=== Exercise goal ===
Exactly reproduce the entries, dropping any pictures from your copy.

(Data excerpts Opens)

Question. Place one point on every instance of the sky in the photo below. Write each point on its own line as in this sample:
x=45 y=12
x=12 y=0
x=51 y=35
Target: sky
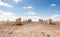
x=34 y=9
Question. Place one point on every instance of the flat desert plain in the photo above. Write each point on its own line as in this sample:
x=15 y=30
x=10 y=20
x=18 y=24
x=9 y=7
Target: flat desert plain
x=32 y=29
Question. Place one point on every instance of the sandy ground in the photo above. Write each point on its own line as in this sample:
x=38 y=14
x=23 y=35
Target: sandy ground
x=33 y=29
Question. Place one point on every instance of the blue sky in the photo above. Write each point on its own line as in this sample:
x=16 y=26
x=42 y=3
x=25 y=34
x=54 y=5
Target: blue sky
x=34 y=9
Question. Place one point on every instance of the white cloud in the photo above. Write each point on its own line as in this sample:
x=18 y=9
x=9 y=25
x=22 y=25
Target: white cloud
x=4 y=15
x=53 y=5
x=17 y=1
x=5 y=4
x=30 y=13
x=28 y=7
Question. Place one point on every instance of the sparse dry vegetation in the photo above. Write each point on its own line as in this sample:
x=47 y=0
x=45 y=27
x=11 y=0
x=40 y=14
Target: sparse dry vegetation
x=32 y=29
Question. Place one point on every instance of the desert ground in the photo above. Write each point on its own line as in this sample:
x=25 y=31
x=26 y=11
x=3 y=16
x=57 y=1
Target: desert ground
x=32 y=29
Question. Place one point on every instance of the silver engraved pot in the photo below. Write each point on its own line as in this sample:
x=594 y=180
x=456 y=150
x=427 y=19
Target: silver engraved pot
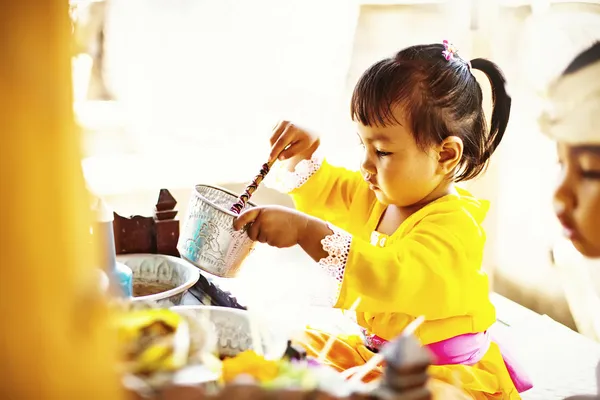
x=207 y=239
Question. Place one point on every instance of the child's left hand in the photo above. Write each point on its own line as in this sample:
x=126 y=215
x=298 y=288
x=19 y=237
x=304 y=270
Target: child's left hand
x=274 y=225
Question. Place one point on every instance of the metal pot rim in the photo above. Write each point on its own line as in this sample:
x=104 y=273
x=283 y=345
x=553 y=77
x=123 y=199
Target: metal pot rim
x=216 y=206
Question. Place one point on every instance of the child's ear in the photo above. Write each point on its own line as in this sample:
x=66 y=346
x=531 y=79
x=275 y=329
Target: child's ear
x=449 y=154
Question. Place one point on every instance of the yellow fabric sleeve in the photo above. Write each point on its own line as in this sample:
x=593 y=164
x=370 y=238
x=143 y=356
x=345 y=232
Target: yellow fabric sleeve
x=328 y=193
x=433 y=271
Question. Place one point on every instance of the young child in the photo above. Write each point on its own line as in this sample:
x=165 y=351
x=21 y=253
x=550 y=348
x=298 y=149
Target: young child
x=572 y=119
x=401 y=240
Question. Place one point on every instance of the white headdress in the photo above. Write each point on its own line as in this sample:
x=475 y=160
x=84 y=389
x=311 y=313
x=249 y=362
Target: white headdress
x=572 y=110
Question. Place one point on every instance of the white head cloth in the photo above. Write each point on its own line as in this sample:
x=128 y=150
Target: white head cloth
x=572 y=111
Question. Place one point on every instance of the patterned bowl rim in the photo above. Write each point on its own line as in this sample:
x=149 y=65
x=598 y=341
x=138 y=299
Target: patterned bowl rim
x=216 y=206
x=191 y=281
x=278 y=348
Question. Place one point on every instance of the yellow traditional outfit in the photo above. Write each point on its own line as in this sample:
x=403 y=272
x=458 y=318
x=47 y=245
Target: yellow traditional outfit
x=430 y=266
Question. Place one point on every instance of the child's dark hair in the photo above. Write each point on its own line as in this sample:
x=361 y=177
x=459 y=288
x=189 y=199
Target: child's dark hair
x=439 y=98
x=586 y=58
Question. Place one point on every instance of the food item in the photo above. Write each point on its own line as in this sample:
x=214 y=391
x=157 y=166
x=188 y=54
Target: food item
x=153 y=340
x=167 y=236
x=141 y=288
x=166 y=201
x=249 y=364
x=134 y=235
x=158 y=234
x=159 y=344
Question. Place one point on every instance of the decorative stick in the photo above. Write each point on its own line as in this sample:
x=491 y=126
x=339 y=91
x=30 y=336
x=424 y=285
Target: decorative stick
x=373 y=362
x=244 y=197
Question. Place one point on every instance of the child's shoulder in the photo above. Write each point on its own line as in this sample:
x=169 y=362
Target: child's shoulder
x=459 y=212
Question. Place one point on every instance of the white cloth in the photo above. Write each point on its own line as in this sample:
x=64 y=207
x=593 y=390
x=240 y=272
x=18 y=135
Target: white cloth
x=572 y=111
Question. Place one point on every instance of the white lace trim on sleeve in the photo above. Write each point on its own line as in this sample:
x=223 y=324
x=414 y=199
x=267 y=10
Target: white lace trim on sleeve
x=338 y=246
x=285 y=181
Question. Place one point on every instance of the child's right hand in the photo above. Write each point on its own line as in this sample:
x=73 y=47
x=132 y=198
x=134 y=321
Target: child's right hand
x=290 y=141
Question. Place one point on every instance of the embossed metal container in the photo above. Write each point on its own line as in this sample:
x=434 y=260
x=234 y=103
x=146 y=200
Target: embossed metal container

(Data excerpts Closes)

=== Solution to the problem ===
Question. Place one point on every instance of the sky in the photo below. Write each point on its own line as in this sample:
x=45 y=12
x=12 y=0
x=51 y=35
Target: sky
x=34 y=9
Question. Place one point on every instance of the flat desert plain in the photo above. Write each point on its own line as in this sample:
x=15 y=30
x=10 y=20
x=18 y=24
x=9 y=7
Target: flat desert plain
x=32 y=29
Question. Place one point on every instance of the sandy ground in the photo above. Write each point on its own line as in this sample:
x=38 y=14
x=23 y=35
Target: sandy ground
x=33 y=29
Question. Place one point on every instance of the blue sky in the photo above. Write each point on its own line as in this sample:
x=16 y=26
x=42 y=3
x=25 y=34
x=54 y=5
Target: blue sky
x=34 y=9
Question. Place one point on every instance of the white cloud in the photo above. Write each point on its own line as in this sample:
x=18 y=9
x=9 y=25
x=22 y=25
Target: white cloud
x=4 y=15
x=53 y=5
x=17 y=1
x=5 y=4
x=30 y=13
x=28 y=7
Question. Place one point on every instance of the sparse dry vegetation in the photo above. Write each point on its own line as in this sample:
x=47 y=0
x=45 y=27
x=11 y=0
x=40 y=14
Target: sparse dry vegetation
x=32 y=29
Question. Place one point on every instance of the desert ground in the photo above. Write each point on its own line as in this sample:
x=25 y=31
x=26 y=11
x=3 y=16
x=57 y=1
Target: desert ground
x=32 y=29
Question. Place one point on every instance of the silver engraved pot in the photo below. Write each point on its own line as in this sample:
x=594 y=180
x=456 y=150
x=427 y=19
Target: silver engraved pot
x=207 y=239
Question. Place one point on every instance of the child's left hand in the photo above. Write each point on its own line as in this sample:
x=126 y=215
x=298 y=288
x=19 y=237
x=304 y=270
Target: child's left hand
x=274 y=225
Question. Place one point on every instance of the metal pot rim in the photo above. Write each point on its own line as in this sample:
x=104 y=273
x=283 y=345
x=553 y=77
x=123 y=199
Target: metal pot rim
x=216 y=206
Question. Place one point on every instance of the child's ear in the photo above. Write each point on its own line as in this sample:
x=66 y=346
x=531 y=79
x=275 y=329
Target: child's ear
x=449 y=154
Question. Place one point on every instance of the yellow fabric sleeve in the photo above. Write each point on its own line as in this sample:
x=593 y=164
x=370 y=238
x=143 y=356
x=345 y=232
Target: yellow fabric sleeve
x=328 y=193
x=433 y=271
Question. Place one point on every instance of the young child in the photo above. Write each point on its own line as in this sample:
x=165 y=351
x=21 y=253
x=550 y=348
x=298 y=149
Target: young child
x=572 y=119
x=401 y=240
Question. Place one point on every instance of the white headdress in the photo above. Write each point on its own line as in this sample:
x=475 y=160
x=84 y=389
x=311 y=313
x=249 y=362
Target: white headdress
x=572 y=110
Question. Place one point on every instance of the white head cloth in the photo above. Write each point on its own line as in this sample:
x=128 y=150
Target: white head cloth
x=572 y=111
Question. Place one point on every instance of the patterned bowl rim in the photo above. Write each point on its own line as in this sample:
x=149 y=65
x=598 y=341
x=138 y=299
Target: patterned bowl rim
x=216 y=206
x=191 y=281
x=278 y=348
Question. Place one point on every instance of the yellow traditional outfit in the photo above. Write each point on its own line as in this sample:
x=403 y=272
x=458 y=318
x=47 y=245
Target: yellow traditional outfit
x=430 y=266
Question. Place one point on every instance of the child's dark hair in the photo above. Write each point on its own line as in this sample:
x=361 y=177
x=459 y=288
x=189 y=199
Target: child's dark hair
x=439 y=98
x=586 y=58
Question. Place one point on every instance of the food item in the photo above. Write each point on its own line as in this sample:
x=214 y=391
x=157 y=166
x=188 y=54
Target: food item
x=153 y=340
x=167 y=236
x=141 y=288
x=166 y=201
x=249 y=364
x=134 y=235
x=158 y=234
x=159 y=344
Question. Place one point on every instance of the decorative stick in the photo above. Write each point on its own line as in this sample:
x=491 y=126
x=339 y=91
x=30 y=336
x=424 y=285
Target: decorative stick
x=373 y=362
x=244 y=197
Question. Place one point on every instance of the child's shoulder in the photo above. Write each point on its own line as in this sample:
x=169 y=362
Target: child's shoulder
x=459 y=212
Question. Place one point on every instance of the white cloth in the photo above. Write each point on its own line as in this sample:
x=64 y=207
x=593 y=390
x=240 y=272
x=18 y=135
Target: white cloth
x=572 y=111
Question. Place one point on every instance of the white lace trim on sleeve in the photo above. Write each point on its own line as in this sample:
x=223 y=324
x=414 y=199
x=267 y=10
Target: white lace trim on sleeve
x=338 y=246
x=285 y=181
Question. Place one point on every instance of the child's right hand in the photo above. Write each point on its own line as in this sample:
x=73 y=47
x=132 y=198
x=134 y=321
Target: child's right hand
x=290 y=141
Question. Place one point on every instance of the embossed metal container in the photo above. Write each point on its own line as in this sample:
x=434 y=260
x=234 y=103
x=146 y=200
Target: embossed metal container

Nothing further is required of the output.